→ **ASSIGNED TASK**
Reproduce the text on the system era starting with "Before the 12th" and going on through "within the system.", changing "distinction" to "separation".
---------- EXTRACT ----------
The rise of the system era

This short text is inspired (and in part summarized) by Ivan Illich’s view on the history of tools and the rise of a new epoch which according to him, the concept of the system represents. I have freely paraphrased, summarized, and modified the text as narrated here.[1]

One of the key concepts of our age is the concept of “system”. System, not in the sense that we refer to “system of thought” or “system of bookkeeping”, but rather in the sense that was first used in the science of cybernetics. System, in this sense, is a metaphor for the world of the computer, genetic engineering, and information technology. The rise of a system-based worldview represents the end of an era, which Ivan Illich calls “the age of instrumentality”, and the beginning of a new epoch. The age of instrumentality was an era in which our relationship to the outside world was mediated and shaped via our tools. Tool, in the vocabulary of Ivan Illich, encompasses a wide-ranging meaning and refers to any engineered device. Before the beginning of the age of system, the key characteristic of tools was their distinctness and disconnectedness from their users. Something which Ivan Illich refers to as “distality” or being “distal”. But in systems, there is no such distality.

Before the 12th century, tools were considered as extensions of the human body. However, gradually since that time, a clear border between the tools and their users was formed. This marked the rise of the age of instrumentality (tools as distal instruments). However, in systems, this distinction is removed. The human becomes part of the system and operates within the system.

Insofar as there is a distality between human and her tools, tools can encompass some of the intentions of its user. Tools are subjected to our free will and act as instruments that help us to achieve our intended purpose. For example, a knife, depending on the intention of its user, can be used for preparing food, self-defense, or decorating a garden.

But this is not true for systems. Whatever purpose they are designed for, they encompass us. The user of the system, not only operates within it but also follows the function which the system is designed for. In other words, a system does not follow the intention of its user, but only operates according to the nature of its design. Our use of a system is done within its parameters.

The importance of this change is due to the impact that it will have on our view of ourselves and our surrounding world. When the world is viewed as a vast and interconnected system, which covers the microscopic realm of cells and the macroscopic realm of the biosphere; the earth, as an external reality on which we are standing, disappears from beneath our feet. The system is a fundamentally abstract concept. It is not based on any stepping stone, and there is no external point of reference on which we can stand and allow us to look at it from outside or to influence it.

Within a period of one or two generations, the computer has become a key metaphor for our awareness towards ourselves and the world. The same way that the invention of the wheel allowed us to speak of “wheel of fate”, or the invention of writing allowed us to speak of the “book of nature”, the rise of computer allows us to have a cybernetic view of the world: world as network, as eco-system, as a genetic text.

This new image of the world is deeply changing us. We are no more standing with one foot in the world and one foot outside it, as we did previously as the readers of the book of nature or people with written destinies. Instead, we have become part of the system.

  1. Illich, I., 2000. Corruption of Christianity. Canadian Broadcasting Corporation, Toronto, Ont.
---------- DATASET RECORDS ----------
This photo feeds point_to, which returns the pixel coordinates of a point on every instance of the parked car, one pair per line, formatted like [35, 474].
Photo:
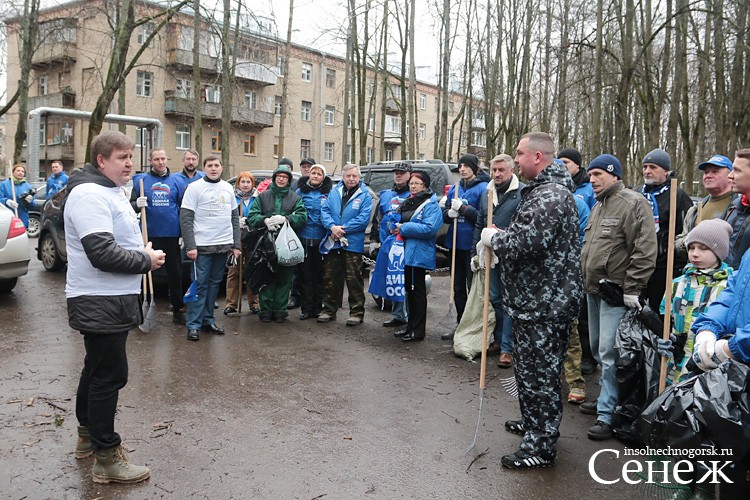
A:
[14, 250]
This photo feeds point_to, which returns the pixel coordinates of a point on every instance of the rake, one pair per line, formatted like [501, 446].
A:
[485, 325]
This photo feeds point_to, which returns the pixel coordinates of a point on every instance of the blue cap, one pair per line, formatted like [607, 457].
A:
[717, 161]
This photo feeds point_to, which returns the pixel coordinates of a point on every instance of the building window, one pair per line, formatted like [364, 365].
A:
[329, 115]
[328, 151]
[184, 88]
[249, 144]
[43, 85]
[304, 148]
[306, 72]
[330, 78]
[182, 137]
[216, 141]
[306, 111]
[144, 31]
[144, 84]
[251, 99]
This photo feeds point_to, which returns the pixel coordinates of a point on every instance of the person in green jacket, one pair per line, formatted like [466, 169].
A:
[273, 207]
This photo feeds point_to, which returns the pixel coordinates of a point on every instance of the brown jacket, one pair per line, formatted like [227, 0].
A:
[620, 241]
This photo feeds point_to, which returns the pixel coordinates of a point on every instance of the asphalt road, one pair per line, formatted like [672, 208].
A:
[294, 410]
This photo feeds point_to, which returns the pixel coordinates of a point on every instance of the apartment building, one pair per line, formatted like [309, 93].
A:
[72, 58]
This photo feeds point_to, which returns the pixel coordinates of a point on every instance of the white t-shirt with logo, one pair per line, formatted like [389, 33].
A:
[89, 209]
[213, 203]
----------
→ **OUTPUT OF THE EXERCISE**
Before the 12th century, tools were considered as extensions of the human body. However, gradually since that time, a clear border between the tools and their users was formed. This marked the rise of the age of instrumentality (tools as distal instruments). However, in systems, this separation is removed. The human becomes part of the system and operates within the system.